[Excerpted records]
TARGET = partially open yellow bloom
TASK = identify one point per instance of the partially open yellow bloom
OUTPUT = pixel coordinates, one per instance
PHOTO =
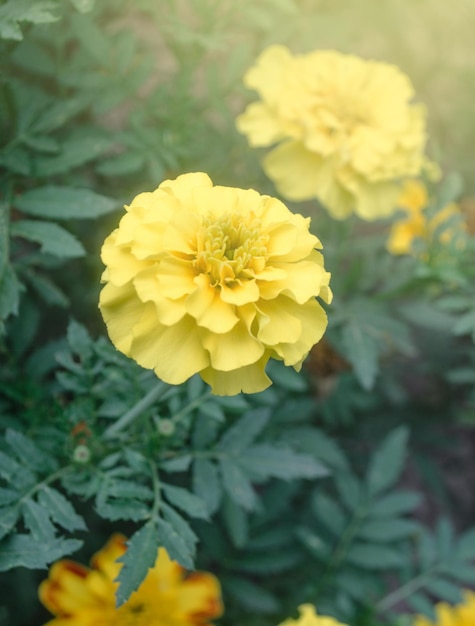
(447, 615)
(81, 596)
(347, 129)
(213, 280)
(308, 617)
(415, 224)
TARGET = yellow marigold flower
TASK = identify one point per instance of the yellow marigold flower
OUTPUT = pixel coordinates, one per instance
(309, 617)
(448, 615)
(414, 224)
(347, 129)
(213, 280)
(81, 596)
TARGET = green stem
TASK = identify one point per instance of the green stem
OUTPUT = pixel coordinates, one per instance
(156, 491)
(39, 486)
(342, 545)
(143, 404)
(404, 591)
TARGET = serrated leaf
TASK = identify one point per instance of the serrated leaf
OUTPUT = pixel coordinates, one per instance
(28, 452)
(139, 557)
(374, 556)
(127, 509)
(387, 462)
(64, 203)
(206, 484)
(60, 509)
(350, 489)
(388, 530)
(75, 152)
(237, 485)
(316, 442)
(186, 501)
(396, 503)
(236, 521)
(179, 464)
(267, 461)
(204, 432)
(52, 238)
(8, 519)
(329, 513)
(7, 496)
(37, 520)
(14, 473)
(10, 289)
(175, 545)
(244, 431)
(25, 551)
(181, 526)
(14, 12)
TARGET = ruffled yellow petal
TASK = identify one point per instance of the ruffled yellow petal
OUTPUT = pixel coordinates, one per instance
(190, 270)
(249, 379)
(175, 352)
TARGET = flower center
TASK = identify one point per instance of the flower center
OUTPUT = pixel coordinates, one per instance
(230, 248)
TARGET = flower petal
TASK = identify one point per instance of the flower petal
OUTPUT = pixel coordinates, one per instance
(249, 379)
(175, 352)
(232, 350)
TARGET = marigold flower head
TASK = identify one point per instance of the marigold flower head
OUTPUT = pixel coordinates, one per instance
(415, 224)
(447, 615)
(308, 617)
(213, 280)
(346, 127)
(81, 596)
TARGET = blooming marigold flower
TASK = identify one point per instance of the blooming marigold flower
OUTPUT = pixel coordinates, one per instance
(346, 127)
(415, 224)
(81, 596)
(309, 617)
(213, 280)
(447, 615)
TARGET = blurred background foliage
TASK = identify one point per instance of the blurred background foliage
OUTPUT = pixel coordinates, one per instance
(349, 485)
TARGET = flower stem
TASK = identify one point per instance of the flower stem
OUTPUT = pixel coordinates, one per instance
(135, 411)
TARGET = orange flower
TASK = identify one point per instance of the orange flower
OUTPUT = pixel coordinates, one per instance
(82, 596)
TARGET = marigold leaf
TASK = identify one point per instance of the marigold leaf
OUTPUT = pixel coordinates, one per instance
(8, 518)
(174, 544)
(244, 431)
(139, 557)
(206, 484)
(37, 520)
(237, 485)
(64, 203)
(387, 462)
(52, 238)
(396, 503)
(60, 509)
(388, 530)
(266, 461)
(374, 556)
(28, 452)
(25, 551)
(186, 501)
(329, 512)
(181, 526)
(236, 521)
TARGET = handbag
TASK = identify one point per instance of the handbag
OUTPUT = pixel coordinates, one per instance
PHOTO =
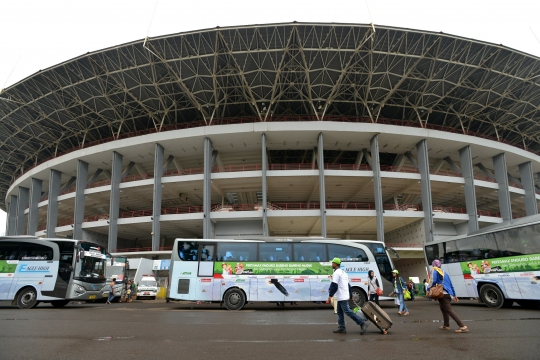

[Work to complete] Rewrite all the records with "identify" replaced by "mark" and everything else unchanged. Leave the pictures out.

[Answer for the task]
TARGET = partially open yellow bloom
TASK = mark one point per instance of the partially open yellow bloom
OUTPUT = pixel coordinates, one per instance
PHOTO =
(447, 615)
(81, 596)
(347, 129)
(213, 280)
(308, 617)
(415, 224)
TARGET = yellow marigold flower
TASK = mark one point per instance of the yellow marigold flower
OUTPUT = pixel coordinates, one per instance
(309, 617)
(448, 615)
(414, 224)
(347, 129)
(213, 280)
(81, 596)
TARGET = green stem
TASK = mark one point per instance of the green stem
OUTPUT = pixel coordinates, one per instance
(156, 491)
(39, 486)
(342, 545)
(143, 404)
(404, 591)
TARGET = serrated leaf
TASK = mark one point per instance of the serrated leaf
OUTPUT = pixel coordinates, one per instance
(28, 452)
(139, 557)
(374, 556)
(127, 509)
(387, 462)
(64, 203)
(206, 484)
(60, 509)
(350, 489)
(388, 530)
(75, 152)
(237, 485)
(316, 442)
(186, 501)
(396, 503)
(236, 521)
(179, 464)
(267, 461)
(204, 432)
(52, 238)
(8, 519)
(329, 513)
(7, 496)
(37, 520)
(14, 473)
(10, 289)
(175, 545)
(244, 431)
(25, 551)
(181, 526)
(14, 12)
TARGET = ruffled yellow petal
TASK = mark one point per instance of the ruffled yellow petal
OUTPUT = pixel coordinates, one per instance
(190, 270)
(249, 379)
(175, 352)
TARGET = flower center
TASK = mark one point per instance of the flower center
OUTPUT = pixel coordinates, one per instance
(230, 248)
TARGET = flower petal
TASK = mark one point per instance of the flower petal
OUTPUT = pixel coordinates, one per instance
(249, 379)
(175, 352)
(232, 350)
TARGET = marigold flower head
TASK = mark one point per instance of the marigold flower head
OUTPUT = pixel coordinates, one per instance
(415, 224)
(447, 615)
(308, 617)
(213, 280)
(346, 127)
(81, 596)
TARGET = blooming marigold flower
TASK = mark one point per instance of the blooming marigold flower
OUTPUT = pixel coordinates, one per instance
(346, 127)
(415, 224)
(81, 596)
(309, 617)
(213, 280)
(447, 615)
TARGET = blurred background foliage
TASK = mark one point per instance of the blurred background foliage
OUTPUT = pixel coordinates, one per instance
(349, 485)
TARGET = flower stem
TASK = mark one point per instance of the flower stem
OUTPUT = pixel coordinates, one per instance
(135, 411)
TARGET = orange flower
TASK = mark one point per instance of the orange flower
OUTPUT = pixel coordinates, one per instance
(82, 596)
TARGET = marigold leaf
TASK = mark one point per instance of the marigold leaf
OUTPUT = pixel coordinates, one per instance
(8, 518)
(174, 544)
(244, 431)
(139, 557)
(206, 484)
(37, 520)
(237, 485)
(64, 203)
(387, 462)
(52, 238)
(396, 503)
(60, 509)
(388, 530)
(266, 461)
(374, 556)
(28, 452)
(25, 551)
(186, 501)
(329, 512)
(181, 526)
(236, 521)
TARGET = handbag
TASK = mark one point per instance of the handbag
OUTPUT = pixel coordinates, one per instance
PHOTO =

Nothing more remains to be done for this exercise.